• [Given request]: Copy out each line in the items below that contains the word "green".

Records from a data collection
.....
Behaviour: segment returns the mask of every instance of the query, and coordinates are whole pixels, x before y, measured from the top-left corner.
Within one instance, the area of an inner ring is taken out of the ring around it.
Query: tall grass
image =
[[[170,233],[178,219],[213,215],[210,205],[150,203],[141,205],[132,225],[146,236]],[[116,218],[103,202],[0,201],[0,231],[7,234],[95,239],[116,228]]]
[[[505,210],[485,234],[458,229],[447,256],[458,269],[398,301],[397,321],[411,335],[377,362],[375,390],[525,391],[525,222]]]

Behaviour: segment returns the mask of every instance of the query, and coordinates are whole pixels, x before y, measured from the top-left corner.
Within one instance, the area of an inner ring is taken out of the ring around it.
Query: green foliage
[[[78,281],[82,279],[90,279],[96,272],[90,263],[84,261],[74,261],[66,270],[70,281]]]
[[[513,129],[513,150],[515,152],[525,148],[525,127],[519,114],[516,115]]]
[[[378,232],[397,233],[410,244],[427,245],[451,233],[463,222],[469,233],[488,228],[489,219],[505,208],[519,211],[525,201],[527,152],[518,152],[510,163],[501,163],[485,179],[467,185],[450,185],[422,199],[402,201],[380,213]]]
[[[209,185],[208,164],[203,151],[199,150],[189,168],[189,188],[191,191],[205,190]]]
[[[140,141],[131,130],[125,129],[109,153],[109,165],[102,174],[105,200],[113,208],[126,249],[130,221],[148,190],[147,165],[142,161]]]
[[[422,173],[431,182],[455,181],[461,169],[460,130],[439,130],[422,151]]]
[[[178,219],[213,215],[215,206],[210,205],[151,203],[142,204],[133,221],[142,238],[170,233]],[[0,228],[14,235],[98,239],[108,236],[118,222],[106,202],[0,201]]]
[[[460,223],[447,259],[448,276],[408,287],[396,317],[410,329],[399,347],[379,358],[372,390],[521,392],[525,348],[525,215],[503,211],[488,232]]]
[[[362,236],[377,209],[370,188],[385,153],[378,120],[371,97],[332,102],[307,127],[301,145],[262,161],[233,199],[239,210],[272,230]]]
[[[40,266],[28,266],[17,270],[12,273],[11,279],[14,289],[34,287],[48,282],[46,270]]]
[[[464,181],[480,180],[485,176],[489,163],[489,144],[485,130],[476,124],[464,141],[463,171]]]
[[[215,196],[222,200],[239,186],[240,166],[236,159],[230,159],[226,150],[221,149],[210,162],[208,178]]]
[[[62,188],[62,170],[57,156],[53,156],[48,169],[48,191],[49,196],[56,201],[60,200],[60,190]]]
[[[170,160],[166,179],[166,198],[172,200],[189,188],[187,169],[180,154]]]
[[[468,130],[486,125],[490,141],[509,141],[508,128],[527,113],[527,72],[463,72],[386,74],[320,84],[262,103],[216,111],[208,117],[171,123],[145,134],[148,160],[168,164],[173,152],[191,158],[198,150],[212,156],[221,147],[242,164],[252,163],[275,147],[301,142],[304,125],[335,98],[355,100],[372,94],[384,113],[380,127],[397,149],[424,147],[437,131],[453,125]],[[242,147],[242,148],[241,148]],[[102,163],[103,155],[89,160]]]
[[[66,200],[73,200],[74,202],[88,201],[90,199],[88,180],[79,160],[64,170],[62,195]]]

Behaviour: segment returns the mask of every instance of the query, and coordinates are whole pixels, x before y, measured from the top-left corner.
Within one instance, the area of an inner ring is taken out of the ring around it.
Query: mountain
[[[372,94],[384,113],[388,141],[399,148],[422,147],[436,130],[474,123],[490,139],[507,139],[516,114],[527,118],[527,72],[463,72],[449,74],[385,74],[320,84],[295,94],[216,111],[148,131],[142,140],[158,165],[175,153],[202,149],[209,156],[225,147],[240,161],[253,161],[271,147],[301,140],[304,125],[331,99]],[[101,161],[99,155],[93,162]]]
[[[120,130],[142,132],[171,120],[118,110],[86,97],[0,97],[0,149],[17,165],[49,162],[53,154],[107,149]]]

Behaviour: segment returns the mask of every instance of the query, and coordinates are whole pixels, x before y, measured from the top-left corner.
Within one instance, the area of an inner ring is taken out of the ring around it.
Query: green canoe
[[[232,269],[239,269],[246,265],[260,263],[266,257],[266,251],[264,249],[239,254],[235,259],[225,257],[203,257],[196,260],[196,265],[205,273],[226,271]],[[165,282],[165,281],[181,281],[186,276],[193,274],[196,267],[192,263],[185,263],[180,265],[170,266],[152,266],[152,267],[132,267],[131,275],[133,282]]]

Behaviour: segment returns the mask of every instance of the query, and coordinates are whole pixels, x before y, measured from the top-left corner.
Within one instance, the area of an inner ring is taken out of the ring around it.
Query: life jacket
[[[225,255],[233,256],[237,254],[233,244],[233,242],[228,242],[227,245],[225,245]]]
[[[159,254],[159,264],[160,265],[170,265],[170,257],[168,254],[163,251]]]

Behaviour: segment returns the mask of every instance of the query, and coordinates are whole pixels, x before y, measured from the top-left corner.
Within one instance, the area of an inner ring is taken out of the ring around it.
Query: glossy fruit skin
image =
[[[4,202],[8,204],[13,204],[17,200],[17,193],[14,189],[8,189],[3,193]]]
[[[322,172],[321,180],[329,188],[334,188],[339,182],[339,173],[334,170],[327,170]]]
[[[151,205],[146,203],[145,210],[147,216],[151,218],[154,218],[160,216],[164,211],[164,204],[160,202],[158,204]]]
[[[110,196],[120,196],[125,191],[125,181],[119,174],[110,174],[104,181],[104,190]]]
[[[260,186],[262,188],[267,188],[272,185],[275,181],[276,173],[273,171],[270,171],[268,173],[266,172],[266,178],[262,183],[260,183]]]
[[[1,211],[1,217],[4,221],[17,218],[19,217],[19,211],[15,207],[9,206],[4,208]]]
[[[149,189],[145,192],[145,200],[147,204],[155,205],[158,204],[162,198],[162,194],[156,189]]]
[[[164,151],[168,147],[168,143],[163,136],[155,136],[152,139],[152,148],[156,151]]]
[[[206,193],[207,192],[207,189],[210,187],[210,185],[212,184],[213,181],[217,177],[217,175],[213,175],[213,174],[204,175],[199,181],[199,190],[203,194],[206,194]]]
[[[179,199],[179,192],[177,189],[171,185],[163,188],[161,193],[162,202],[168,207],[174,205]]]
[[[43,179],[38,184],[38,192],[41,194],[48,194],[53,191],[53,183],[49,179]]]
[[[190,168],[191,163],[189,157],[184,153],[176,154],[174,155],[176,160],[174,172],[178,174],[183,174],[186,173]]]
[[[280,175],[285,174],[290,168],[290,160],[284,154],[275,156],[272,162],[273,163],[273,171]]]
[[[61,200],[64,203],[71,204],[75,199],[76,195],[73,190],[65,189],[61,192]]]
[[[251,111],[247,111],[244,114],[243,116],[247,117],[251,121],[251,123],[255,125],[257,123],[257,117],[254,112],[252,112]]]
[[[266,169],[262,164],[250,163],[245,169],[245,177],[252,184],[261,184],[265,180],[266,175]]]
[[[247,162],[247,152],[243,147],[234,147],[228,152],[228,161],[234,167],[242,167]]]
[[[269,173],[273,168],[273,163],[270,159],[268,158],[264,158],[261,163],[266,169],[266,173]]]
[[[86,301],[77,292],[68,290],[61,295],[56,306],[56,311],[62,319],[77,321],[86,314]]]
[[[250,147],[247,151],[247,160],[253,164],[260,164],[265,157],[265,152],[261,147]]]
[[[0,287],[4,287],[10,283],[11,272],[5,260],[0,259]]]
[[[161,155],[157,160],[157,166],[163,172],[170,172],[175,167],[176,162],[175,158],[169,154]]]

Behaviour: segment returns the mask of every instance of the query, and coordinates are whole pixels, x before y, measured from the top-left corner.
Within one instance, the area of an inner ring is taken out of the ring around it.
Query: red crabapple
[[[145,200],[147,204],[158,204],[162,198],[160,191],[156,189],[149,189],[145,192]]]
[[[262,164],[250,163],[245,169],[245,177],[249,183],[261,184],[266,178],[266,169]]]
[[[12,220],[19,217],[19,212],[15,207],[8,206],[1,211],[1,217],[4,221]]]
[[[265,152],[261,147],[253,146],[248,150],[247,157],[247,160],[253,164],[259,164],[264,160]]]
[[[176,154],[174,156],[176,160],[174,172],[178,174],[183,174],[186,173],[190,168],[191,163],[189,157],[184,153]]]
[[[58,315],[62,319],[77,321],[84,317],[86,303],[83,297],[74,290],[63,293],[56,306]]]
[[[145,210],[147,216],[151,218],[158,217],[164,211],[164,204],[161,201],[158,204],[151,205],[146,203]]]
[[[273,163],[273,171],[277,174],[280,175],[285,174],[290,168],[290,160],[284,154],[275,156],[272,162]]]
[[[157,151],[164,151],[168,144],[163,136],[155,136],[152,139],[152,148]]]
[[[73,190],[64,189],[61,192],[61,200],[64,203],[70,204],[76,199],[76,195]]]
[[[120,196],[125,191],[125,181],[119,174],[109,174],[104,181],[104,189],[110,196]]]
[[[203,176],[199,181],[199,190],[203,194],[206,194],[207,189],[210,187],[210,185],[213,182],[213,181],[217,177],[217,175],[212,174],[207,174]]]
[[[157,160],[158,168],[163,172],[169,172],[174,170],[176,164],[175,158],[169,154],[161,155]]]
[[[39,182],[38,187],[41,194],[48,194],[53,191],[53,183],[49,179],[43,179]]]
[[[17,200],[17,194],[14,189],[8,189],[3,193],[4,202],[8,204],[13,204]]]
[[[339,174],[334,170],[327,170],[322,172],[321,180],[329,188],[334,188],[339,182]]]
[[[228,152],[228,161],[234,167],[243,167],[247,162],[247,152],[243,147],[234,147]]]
.....
• [Answer below]:
Query: green foliage
Query: green canoe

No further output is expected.